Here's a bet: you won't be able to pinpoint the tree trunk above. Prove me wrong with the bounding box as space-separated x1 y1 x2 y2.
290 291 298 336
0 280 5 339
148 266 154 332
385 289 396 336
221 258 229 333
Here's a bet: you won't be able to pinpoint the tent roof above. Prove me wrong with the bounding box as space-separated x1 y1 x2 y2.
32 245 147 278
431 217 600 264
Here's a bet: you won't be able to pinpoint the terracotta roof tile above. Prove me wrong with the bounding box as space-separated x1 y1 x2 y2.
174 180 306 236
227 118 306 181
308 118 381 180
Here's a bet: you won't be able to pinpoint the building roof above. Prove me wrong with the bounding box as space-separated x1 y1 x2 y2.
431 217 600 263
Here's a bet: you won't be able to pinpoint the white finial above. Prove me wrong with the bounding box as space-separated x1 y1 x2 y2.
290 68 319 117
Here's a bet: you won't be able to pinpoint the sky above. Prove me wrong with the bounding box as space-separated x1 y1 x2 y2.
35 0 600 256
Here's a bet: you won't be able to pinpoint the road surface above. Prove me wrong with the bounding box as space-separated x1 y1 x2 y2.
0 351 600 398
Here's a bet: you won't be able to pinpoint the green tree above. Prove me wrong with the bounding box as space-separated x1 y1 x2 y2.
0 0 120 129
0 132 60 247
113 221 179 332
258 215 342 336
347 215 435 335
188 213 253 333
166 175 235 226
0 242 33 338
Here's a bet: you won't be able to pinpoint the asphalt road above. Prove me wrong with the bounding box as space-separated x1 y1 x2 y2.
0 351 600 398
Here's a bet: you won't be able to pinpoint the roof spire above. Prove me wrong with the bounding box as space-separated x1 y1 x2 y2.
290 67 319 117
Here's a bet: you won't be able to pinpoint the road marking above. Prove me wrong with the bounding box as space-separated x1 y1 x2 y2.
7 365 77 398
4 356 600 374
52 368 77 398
※
• [INSTRUKSI] Salin kembali tanpa perubahan baris-baris catatan di atas, mulai dari baris yang memuat "Here's a bet: you won't be able to pinpoint the terracotta" hingga baris yang memuat "0 242 33 338", termasuk kedua baris tersebut.

• [JAWABAN LATIHAN]
Here's a bet: you won't be able to pinpoint the terracotta roof tile above. Prove me wrong with the bounding box as space-separated x1 y1 x2 y2.
174 180 306 236
227 118 306 181
308 118 381 180
Here's a bet: you won't be able to pinpoint the building roof above. Prove me wrong with the bounding box as space-separated x1 y1 x2 y2.
431 217 600 263
Here's a bet: you won't be able to pinpoint the white finial above. Prove me wrong with the bounding box as space-separated x1 y1 x2 y2.
290 68 319 117
Here's a bet: you won't be able to pinpoint the sky above. Prove me wrong with the bounding box as space-separated x1 y1 x2 y2.
35 0 600 256
Here's a bet: you won't be able to pinpoint the road surface above. Prove me wrong with the bounding box as space-separated x1 y1 x2 y2.
0 351 600 398
Here's a bet: you won't be able to pinpoint the green tree above. Prove me wrong with the bounding box as space-separated x1 y1 x2 y2.
0 0 120 129
0 132 60 247
113 221 179 332
258 215 342 336
347 215 435 335
188 213 253 333
166 175 235 226
0 242 33 338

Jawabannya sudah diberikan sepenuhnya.